TEXT EXCERPT.

Segment Open

Florida Twins at the Center of Petraeusgate Scandal
By Jon Swaine
Twin Florida socialites who are at the center of the David Petraeus affair gained intimate access to America’s military and political elite through their high-rolling lifestyles even as they quietly racked up millions of dollars in debts and credit card bills.
Jill Kelley, whose complaint over threatening emails prompted the FBI inquiry that has ensnared two top generals, is mired in lawsuits from a string of banks totalling $4 million (£2.5 million), court filings obtained by The Daily Telegraph in Florida show.
Meanwhile, Kelley’s identical twin, Natalie Khawam—who obtained testimonies to her good character from both General Petraeus and General John Allen during her own separate legal battle—declared herself bankrupt earlier this year with liabilities of $3.6 million, filings show.
The 37-year-old sisters have emerged as central players in the saga gripping Washington’s national security establishment since Kelley was named as the “second woman” allegedly harassed by jealous emails from Paula Broadwell, General Petraeus’s biographer and mistress.
They also have direct links to Florida’s highest political circles, The Daily Telegraph has learned. Miss Khawam once dated Charlie Crist, the state’s former governor, a Republican source said, while Pam Bondi, its attorney general and a close ally of Mitt Romney, attended a function at Kelley’s home.

Segment Closed

DATASET EXTRACT.
Segment Open

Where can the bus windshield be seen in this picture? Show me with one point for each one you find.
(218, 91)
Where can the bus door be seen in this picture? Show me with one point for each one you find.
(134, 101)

Segment Closed

EXERCISE SET.
**1.** According to the article on the Florida twins, why did the sisters become central players in the Washington scandal? Answer in one to three sentences.
**2.** Pick up the article on the Florida twins and the Petraeus affair after its last sentence, and write its next few paragraphs.
The material plays no part in the work requested here.

ANSWERS TO THE PROBLEMS.
**1.** The sisters became central players because Jill Kelley was named as the "second woman" allegedly harassed by jealous emails from Paula Broadwell, General Petraeus's biographer and mistress. Kelley's complaint over those threatening emails had prompted the FBI inquiry that ensnared two top generals.

**2.**
The sisters are also believed to have attended the farewell party for Sir Nigel Sheinwald, the former British ambassador to the U.S., in Washington last year. Peter King, a Republican congressman for New York who was at the event, told CNN yesterday that he had met Kelley at “one or two events at the British embassy.” An embassy spokesman declined to check, saying that it would take too much time.
Kelley, a mother of three and an unpaid “social liaison” for the U.S. military in Tampa, is said to have spared no expense at such parties to honor top brass stationed at nearby U.S. Central Command. She was pictured at one event at her $1.2 million mansion in 2010 with General Petraeus, who arrived in a 28-man police motorcycle escort.
Guests at Kelley's parties were treated to lavish buffets, drank champagne, and puffed on cigars while being entertained by string quartets, according to insider accounts.
Yet she and her husband Scott, a surgeon, were soon being sued for $1.9 million by Central Bank after allegedly failing to keep up with mortgage payments on a house they bought after starting their own property company. A similar $1.8 million property lawsuit from Regions Bank followed soon after.
Later in the year, Regions Bank filed another claim against the Kelleys for $453,000, before Bank of America sued Kelley for $25,000 in allegedly unpaid credit card charges. All four cases remain open. The banks’ lawyers declined to comment. Kelley’s attorney did not return a request for comment.
“There are obviously financial issues,” said one associate of the Kelleys.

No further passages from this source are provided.